What is expected:
Report every line of the items below that contains the string "wheel", copying each such line in full.

Labeled-object pointing items

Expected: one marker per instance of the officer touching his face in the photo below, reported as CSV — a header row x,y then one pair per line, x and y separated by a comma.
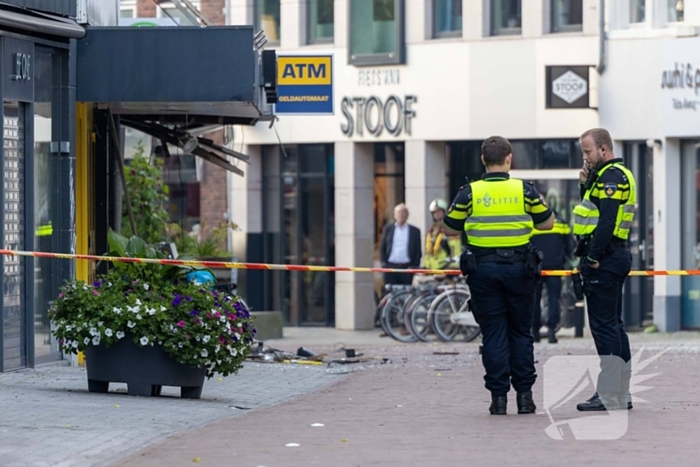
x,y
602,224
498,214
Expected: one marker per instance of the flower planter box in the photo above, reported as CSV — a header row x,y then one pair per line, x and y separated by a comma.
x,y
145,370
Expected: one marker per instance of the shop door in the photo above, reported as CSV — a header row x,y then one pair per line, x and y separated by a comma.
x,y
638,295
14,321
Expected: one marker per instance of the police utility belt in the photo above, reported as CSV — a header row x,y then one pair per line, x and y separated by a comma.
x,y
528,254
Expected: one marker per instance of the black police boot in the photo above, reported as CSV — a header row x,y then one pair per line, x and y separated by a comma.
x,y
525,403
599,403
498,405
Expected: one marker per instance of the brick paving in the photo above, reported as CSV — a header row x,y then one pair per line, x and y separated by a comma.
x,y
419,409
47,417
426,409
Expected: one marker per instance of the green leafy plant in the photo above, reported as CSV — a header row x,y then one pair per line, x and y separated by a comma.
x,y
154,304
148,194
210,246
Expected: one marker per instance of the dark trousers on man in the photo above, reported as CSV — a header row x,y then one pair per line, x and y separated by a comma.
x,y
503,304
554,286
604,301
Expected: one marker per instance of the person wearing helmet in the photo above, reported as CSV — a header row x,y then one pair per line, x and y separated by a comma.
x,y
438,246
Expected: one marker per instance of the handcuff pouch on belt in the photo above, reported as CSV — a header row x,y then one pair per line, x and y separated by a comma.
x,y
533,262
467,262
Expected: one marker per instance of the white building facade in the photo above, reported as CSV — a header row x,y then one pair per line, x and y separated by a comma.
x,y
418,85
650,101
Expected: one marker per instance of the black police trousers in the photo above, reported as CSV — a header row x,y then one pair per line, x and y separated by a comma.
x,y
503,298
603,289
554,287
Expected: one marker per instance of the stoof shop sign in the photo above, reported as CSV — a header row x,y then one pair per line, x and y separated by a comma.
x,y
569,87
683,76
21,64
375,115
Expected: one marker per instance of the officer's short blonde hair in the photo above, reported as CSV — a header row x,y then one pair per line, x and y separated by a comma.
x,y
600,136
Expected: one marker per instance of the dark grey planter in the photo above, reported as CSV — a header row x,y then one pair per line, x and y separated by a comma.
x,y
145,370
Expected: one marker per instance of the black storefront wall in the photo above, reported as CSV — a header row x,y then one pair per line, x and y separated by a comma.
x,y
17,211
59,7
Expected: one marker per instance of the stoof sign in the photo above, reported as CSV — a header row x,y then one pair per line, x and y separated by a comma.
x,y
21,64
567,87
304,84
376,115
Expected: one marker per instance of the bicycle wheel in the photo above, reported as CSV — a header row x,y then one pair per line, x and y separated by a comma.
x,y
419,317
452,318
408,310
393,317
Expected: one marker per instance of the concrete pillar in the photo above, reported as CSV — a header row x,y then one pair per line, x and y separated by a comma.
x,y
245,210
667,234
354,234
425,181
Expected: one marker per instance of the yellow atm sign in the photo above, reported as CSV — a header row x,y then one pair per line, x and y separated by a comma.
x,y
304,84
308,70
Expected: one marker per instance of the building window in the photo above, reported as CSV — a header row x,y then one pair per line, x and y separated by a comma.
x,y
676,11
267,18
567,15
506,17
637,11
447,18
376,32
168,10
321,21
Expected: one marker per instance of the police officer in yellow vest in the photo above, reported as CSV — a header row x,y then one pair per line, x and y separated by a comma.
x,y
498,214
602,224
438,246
---
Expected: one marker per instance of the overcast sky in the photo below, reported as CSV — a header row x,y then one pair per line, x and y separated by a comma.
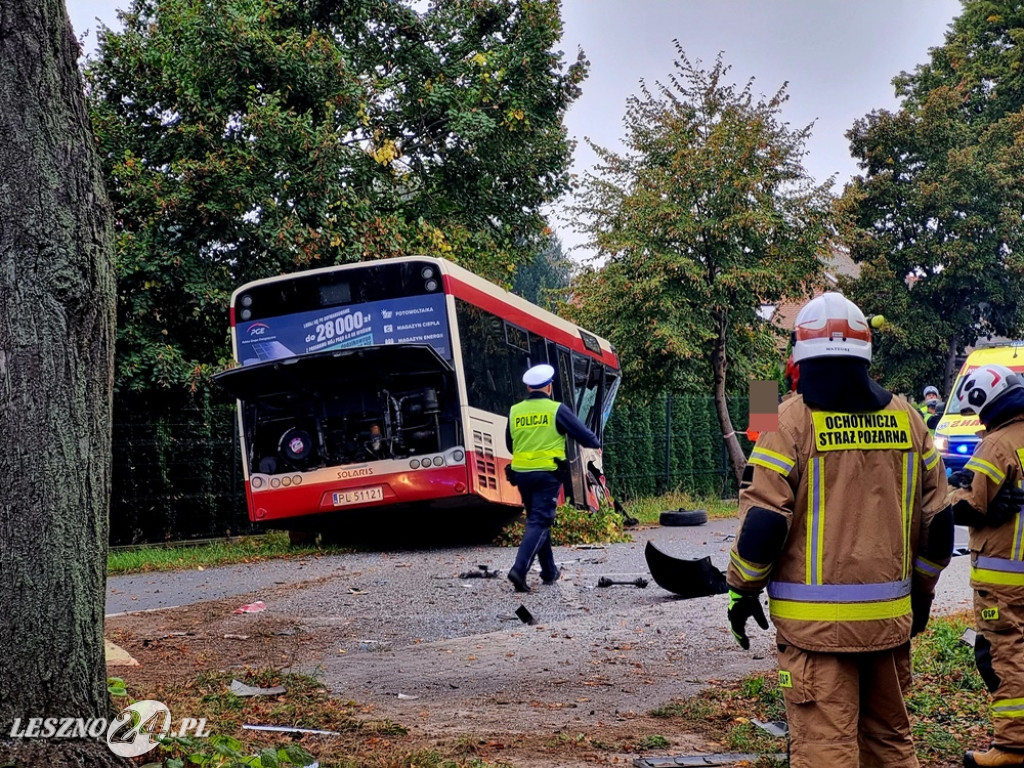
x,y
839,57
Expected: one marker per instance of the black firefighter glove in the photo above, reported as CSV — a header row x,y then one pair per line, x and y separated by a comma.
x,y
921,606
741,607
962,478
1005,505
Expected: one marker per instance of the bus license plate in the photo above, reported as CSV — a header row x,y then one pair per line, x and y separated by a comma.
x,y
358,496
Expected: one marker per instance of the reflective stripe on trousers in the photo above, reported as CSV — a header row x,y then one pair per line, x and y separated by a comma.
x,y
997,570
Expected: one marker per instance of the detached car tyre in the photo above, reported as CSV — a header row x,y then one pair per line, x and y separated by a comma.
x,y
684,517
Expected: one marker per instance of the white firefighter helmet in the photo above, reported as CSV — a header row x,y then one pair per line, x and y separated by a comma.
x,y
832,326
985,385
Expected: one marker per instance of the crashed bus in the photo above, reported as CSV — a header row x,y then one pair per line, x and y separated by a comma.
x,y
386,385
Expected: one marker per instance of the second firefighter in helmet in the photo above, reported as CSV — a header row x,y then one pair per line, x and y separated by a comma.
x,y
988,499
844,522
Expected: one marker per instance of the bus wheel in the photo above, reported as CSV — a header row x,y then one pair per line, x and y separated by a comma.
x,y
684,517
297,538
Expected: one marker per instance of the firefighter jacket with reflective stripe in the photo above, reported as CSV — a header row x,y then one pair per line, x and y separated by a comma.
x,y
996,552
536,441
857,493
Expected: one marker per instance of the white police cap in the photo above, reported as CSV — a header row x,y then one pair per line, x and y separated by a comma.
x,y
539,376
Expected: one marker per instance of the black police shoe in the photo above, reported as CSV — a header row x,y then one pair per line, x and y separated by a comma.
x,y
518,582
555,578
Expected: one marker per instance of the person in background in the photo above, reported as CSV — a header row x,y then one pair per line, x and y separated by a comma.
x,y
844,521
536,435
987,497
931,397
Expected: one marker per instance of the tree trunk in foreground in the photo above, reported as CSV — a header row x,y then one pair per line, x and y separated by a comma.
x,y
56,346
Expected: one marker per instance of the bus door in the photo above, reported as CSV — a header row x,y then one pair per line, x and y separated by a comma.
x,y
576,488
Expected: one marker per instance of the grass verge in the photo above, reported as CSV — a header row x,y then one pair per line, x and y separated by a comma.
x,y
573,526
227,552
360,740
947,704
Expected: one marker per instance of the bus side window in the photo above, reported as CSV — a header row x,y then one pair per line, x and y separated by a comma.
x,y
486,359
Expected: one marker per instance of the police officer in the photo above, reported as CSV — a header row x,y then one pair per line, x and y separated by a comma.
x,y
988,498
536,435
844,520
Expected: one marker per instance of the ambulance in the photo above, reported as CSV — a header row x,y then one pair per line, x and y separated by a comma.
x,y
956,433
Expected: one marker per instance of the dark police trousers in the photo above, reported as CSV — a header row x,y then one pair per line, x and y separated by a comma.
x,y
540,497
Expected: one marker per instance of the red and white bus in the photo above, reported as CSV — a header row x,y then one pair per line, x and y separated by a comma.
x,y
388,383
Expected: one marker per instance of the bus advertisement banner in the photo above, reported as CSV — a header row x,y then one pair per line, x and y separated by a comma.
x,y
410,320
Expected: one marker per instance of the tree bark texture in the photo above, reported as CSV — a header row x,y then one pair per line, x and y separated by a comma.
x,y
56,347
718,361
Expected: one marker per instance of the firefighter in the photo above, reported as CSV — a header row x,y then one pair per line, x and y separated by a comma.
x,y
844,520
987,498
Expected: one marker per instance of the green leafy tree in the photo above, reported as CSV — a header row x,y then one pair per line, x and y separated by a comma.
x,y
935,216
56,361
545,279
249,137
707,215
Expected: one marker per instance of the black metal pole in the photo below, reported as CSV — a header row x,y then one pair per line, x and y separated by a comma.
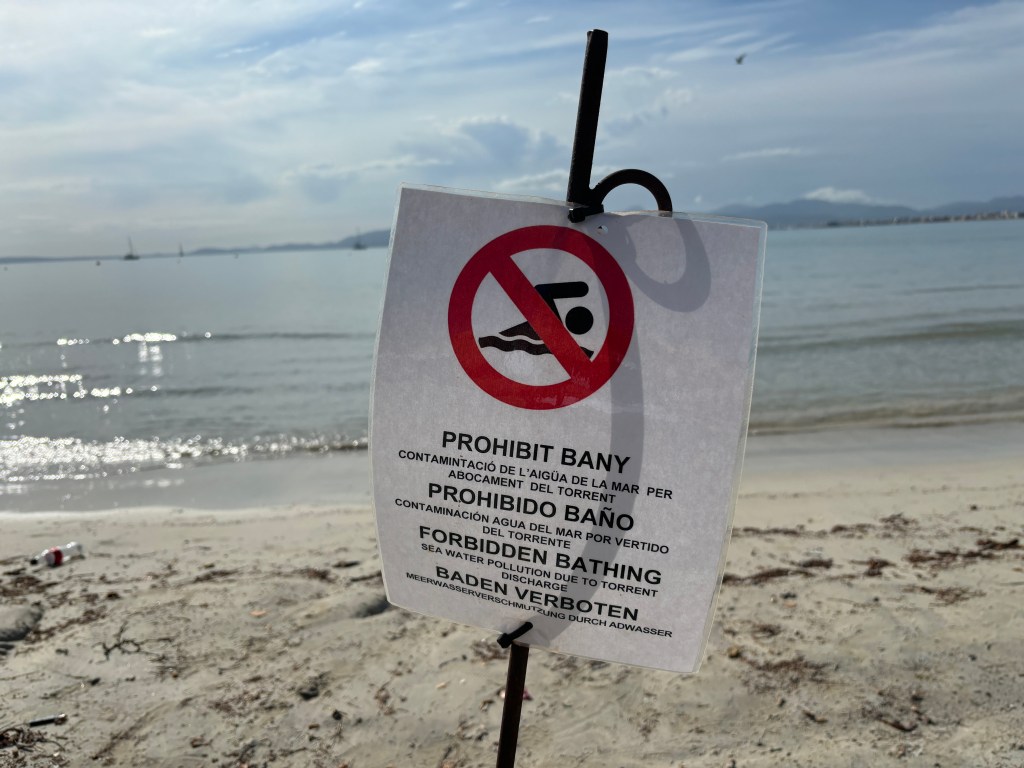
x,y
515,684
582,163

Expected output:
Expected: one marker per instance of the bicycle wheel in the photo above, reported as CSV — a header row x,y then one pair per line, x and y separated by a comma.
Expected: one marker per instance of the bus wheel in the photo above, reported as CSV — a header row x,y then one pair per line, x and y separated by a comma.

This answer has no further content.